-------- Extracted information --------

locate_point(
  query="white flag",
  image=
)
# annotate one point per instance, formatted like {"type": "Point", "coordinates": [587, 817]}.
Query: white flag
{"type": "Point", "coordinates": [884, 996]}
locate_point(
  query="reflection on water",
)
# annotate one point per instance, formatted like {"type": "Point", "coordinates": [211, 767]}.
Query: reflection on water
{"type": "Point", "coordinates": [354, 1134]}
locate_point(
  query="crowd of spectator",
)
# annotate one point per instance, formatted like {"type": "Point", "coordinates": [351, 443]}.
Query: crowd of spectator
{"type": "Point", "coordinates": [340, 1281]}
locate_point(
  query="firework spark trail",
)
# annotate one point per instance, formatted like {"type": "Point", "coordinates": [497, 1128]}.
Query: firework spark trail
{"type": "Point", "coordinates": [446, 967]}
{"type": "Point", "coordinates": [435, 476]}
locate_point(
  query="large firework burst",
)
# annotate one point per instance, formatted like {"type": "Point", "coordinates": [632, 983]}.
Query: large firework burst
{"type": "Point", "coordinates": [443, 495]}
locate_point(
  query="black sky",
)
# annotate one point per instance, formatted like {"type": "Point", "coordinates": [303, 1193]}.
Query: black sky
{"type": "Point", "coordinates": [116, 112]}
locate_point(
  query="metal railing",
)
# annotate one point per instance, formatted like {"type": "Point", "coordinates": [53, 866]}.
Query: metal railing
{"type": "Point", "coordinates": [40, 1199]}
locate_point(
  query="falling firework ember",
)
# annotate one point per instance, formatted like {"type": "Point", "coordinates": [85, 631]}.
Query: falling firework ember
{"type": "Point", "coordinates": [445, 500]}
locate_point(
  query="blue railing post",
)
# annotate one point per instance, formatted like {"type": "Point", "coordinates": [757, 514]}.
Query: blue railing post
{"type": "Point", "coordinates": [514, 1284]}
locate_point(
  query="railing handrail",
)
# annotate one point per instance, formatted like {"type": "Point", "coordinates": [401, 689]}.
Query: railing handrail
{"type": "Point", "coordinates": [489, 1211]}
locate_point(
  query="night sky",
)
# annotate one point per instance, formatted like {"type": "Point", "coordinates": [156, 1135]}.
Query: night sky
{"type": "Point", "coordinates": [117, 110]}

--------

**To do**
The data above should be reproduced in full and exactly.

**Task answer**
locate_point(
  query="white flag",
  image=
)
# annotate one point per instance, formatted like {"type": "Point", "coordinates": [587, 817]}.
Query: white flag
{"type": "Point", "coordinates": [884, 996]}
locate_point(
  query="reflection on water",
)
# annotate one point per instance, formatted like {"type": "Point", "coordinates": [211, 767]}.
Query: reflection on water
{"type": "Point", "coordinates": [354, 1134]}
locate_point(
  query="crowd of spectator",
)
# annotate one point per instance, formatted like {"type": "Point", "coordinates": [351, 443]}.
Query: crowd of spectator
{"type": "Point", "coordinates": [340, 1281]}
locate_point(
  query="firework spark trail",
)
# annotate one point per instance, formatted like {"type": "Point", "coordinates": [497, 1128]}.
Query: firework spark trail
{"type": "Point", "coordinates": [446, 967]}
{"type": "Point", "coordinates": [435, 476]}
locate_point(
  query="large firework burst",
)
# annotate one point per instance, formatted like {"type": "Point", "coordinates": [632, 983]}.
Query: large firework burst
{"type": "Point", "coordinates": [443, 495]}
locate_point(
  query="black sky",
)
# annotate one point per instance, formatted like {"type": "Point", "coordinates": [303, 1193]}.
Query: black sky
{"type": "Point", "coordinates": [116, 112]}
locate_point(
  query="metal railing",
)
# annotate one point per instance, formatted like {"type": "Point", "coordinates": [53, 866]}.
Query: metal railing
{"type": "Point", "coordinates": [40, 1199]}
locate_point(
  query="falling firework ember",
)
# annotate one point per instance, formatted like {"type": "Point", "coordinates": [85, 631]}.
Query: falling firework ember
{"type": "Point", "coordinates": [445, 500]}
locate_point(
  query="blue railing post",
)
# annotate one point per instance, formatted like {"type": "Point", "coordinates": [757, 514]}.
Query: blue railing post
{"type": "Point", "coordinates": [514, 1284]}
locate_point(
  query="railing handrail",
)
# annotate one point per instance, formatted like {"type": "Point", "coordinates": [401, 689]}.
Query: railing handrail
{"type": "Point", "coordinates": [489, 1211]}
locate_point(
  query="night sky",
)
# annotate one point per instance, formatted like {"type": "Point", "coordinates": [156, 1135]}.
Query: night sky
{"type": "Point", "coordinates": [117, 110]}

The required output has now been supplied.